▶ TASK REQUIREMENTS
Without the pictures, return each record as it appears.

▬▬▬▬▬▬▬▬▬▬

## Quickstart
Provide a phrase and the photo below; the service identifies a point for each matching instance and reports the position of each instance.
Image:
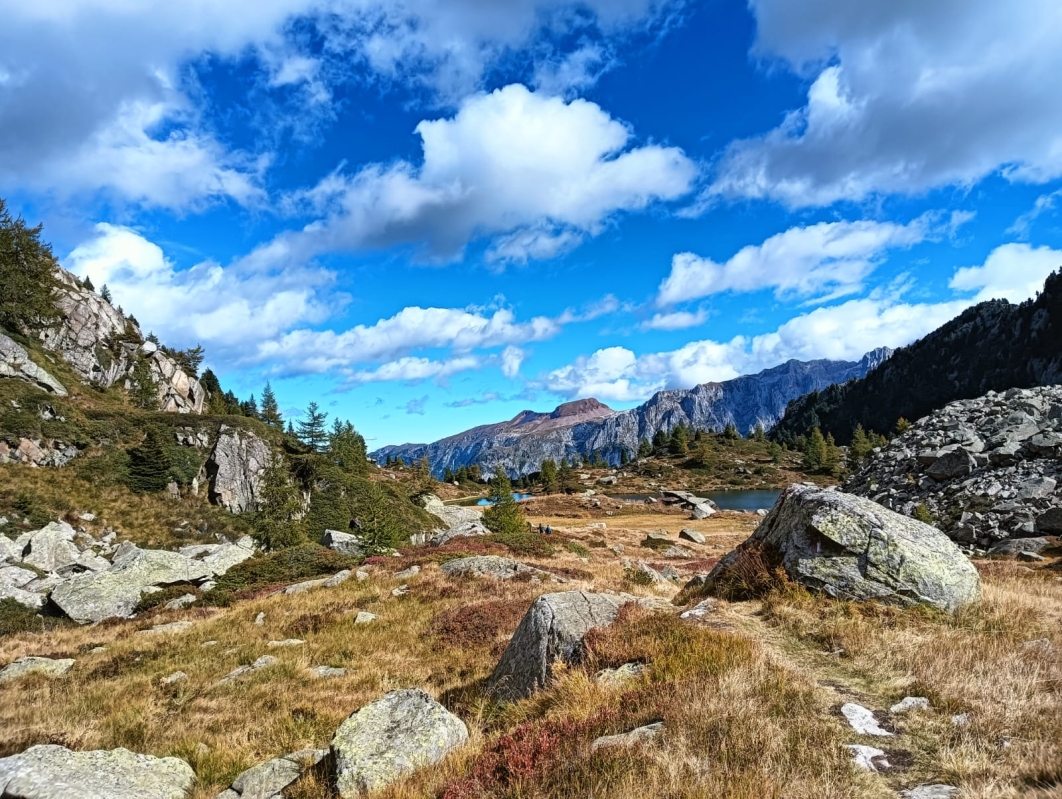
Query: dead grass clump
(482, 625)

▬▬▬▬▬▬▬▬▬▬

▶ EXERCISE RESULT
## Quickstart
Provide a phrase and the photo below; the service identifies a point for each matching instance and reports the position of each instance.
Image:
Query: dead grass clump
(482, 625)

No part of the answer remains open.